Collected data entries:
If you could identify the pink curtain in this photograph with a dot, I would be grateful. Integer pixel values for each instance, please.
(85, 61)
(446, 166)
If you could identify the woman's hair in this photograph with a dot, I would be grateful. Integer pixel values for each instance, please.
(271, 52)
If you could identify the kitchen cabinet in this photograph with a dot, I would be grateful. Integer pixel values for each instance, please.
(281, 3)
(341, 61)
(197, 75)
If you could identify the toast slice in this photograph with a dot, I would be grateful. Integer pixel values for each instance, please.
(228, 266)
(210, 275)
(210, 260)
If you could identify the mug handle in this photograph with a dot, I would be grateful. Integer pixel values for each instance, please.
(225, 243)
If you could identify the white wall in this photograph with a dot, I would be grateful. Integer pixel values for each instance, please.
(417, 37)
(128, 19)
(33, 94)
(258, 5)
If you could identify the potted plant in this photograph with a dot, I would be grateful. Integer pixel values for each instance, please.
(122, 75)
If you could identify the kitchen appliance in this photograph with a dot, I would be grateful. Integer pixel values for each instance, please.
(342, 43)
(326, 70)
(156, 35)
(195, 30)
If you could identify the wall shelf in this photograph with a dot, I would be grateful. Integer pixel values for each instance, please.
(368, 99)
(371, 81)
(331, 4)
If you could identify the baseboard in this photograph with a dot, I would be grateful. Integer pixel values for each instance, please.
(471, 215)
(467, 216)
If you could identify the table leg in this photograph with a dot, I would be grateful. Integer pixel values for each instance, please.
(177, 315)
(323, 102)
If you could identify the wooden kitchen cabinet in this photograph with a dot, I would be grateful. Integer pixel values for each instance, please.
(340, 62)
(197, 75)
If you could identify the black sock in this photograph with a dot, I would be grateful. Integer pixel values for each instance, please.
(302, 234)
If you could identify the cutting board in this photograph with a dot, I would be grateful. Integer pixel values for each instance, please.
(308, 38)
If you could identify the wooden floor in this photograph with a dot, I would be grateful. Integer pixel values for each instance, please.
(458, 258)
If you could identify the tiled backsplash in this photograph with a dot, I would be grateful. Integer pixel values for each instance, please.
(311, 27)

Your instructions
Every entry above should be transcribed exactly and in full.

Solution to this problem
If you could identify the pink curtain in this photograph with a dot, I would be grateful. Integer pixel values for each instance, please.
(85, 61)
(446, 166)
If you could identify the woman's hair in this photograph with a dot, I would be grateful. Integer pixel values for each instance, please.
(271, 52)
If you could identify the kitchen cabinet in this photograph with a dot, I would be grateful. Integer pixel values for each instance, please.
(281, 3)
(341, 61)
(197, 75)
If you could identify the toast slice in this photograph with a dot, I would be grateful. Integer pixel values for each instance, please.
(228, 266)
(210, 275)
(210, 260)
If you could identify the mug handle in this photograph with a dot, I would be grateful. Integer pixel values for each instance, please.
(225, 243)
If you could identify the white wall in this photograph with a dot, I would be grateful. Integer pixel values for each instance, please.
(417, 37)
(128, 19)
(33, 94)
(258, 5)
If you could identify the potted plant in this photograph with a dot, I would be grateful. Integer pixel values for each instance, please.
(122, 75)
If you could identify the kitchen appliance in this photograph with a dot, I would be grateful. Integer pixel values for each instance, please.
(342, 43)
(326, 70)
(156, 35)
(195, 30)
If you could identify the wall shelf in this photograph with a dot, I would be grateful. Integer pixel values for each instance, please.
(368, 99)
(371, 81)
(331, 4)
If you could identify the baseboard in this photograph with a dot, I would be grateful. Integer pixel values for each instance, please.
(471, 215)
(467, 216)
If you could identify the table leg in this photograph with a dot, I would be grateful. Integer pixel values for each instance, please.
(177, 315)
(323, 102)
If you could identify the wooden kitchen cabinet in this photograph with a dot, I would be grateful. Integer pixel values for each instance, please.
(340, 62)
(197, 75)
If you could identify the black sock in this photograph with a dot, I would be grateful. Integer pixel values for each instance, please.
(302, 234)
If you could identify the cutting board in this photograph with a dot, I would be grateful. Integer pixel values for each instance, please.
(308, 38)
If you could identify the wooden floor in this photograph with a dot, I would be grateful. Integer pixel values for each instance, please.
(458, 258)
If you could identify the tiled backsplash in this photograph with a dot, I would be grateful. Integer pixel values for each instance, please.
(311, 27)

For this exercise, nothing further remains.